[Stored data entries]
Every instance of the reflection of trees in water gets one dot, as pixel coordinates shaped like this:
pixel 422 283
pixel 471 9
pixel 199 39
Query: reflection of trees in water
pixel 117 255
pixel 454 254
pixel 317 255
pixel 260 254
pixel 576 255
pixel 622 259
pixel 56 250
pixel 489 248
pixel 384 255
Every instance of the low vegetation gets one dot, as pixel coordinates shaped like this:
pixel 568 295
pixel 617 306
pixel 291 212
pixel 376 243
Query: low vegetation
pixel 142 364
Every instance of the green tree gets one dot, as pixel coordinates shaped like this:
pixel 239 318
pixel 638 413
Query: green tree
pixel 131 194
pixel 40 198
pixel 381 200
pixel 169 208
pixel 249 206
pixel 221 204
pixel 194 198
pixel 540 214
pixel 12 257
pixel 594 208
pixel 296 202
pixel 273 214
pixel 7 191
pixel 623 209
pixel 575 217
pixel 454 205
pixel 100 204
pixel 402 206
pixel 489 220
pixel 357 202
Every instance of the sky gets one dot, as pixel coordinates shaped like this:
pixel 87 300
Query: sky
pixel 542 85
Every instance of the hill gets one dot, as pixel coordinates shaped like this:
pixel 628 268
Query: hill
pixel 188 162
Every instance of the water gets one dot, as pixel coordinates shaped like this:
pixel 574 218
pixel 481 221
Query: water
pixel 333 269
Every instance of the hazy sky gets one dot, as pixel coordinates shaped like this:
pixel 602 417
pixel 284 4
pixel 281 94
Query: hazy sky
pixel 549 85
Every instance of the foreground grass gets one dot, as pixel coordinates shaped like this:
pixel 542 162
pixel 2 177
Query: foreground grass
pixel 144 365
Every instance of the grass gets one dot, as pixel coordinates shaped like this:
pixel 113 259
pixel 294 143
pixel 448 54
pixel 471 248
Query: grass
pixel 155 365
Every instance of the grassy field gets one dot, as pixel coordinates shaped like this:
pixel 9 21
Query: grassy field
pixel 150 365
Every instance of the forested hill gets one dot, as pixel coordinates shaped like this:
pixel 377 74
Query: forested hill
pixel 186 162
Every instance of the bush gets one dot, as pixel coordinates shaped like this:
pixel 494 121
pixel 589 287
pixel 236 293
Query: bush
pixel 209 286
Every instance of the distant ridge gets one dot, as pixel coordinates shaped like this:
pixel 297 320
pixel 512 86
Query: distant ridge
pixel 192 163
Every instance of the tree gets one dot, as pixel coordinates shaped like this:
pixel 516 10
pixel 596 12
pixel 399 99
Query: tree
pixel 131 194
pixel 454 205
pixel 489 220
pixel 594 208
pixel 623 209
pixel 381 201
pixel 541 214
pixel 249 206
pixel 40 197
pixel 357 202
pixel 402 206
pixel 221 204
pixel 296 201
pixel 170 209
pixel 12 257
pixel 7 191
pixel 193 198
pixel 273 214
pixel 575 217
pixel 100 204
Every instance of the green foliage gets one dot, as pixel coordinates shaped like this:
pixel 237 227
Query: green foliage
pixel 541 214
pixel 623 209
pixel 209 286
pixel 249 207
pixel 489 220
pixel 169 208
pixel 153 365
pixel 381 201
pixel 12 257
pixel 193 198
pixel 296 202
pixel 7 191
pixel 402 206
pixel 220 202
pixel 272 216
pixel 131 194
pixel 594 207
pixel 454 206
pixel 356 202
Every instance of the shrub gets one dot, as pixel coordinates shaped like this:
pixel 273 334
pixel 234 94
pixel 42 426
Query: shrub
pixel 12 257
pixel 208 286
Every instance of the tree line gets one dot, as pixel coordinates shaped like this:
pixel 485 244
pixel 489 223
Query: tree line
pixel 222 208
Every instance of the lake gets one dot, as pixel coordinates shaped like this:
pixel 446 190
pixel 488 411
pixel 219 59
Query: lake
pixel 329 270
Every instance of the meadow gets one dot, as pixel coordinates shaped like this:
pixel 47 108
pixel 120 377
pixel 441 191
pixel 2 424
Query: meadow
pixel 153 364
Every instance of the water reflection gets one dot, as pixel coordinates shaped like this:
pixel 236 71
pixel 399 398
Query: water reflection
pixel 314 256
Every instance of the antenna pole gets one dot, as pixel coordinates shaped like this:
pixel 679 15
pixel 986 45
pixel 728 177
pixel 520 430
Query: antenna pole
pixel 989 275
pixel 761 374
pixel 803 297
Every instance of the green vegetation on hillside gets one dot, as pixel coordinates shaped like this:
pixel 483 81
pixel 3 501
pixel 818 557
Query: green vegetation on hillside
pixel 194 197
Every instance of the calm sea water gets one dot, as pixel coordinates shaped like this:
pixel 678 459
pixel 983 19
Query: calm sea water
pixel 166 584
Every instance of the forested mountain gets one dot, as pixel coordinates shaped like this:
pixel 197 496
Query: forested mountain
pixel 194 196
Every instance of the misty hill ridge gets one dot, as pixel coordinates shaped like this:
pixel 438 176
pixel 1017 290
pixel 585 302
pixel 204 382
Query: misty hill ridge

[REQUIRED WORK] Only one thing belongs in the answer: the number of lines of the data that contain the string "misty".

[ANSWER TO THIS TASK] 2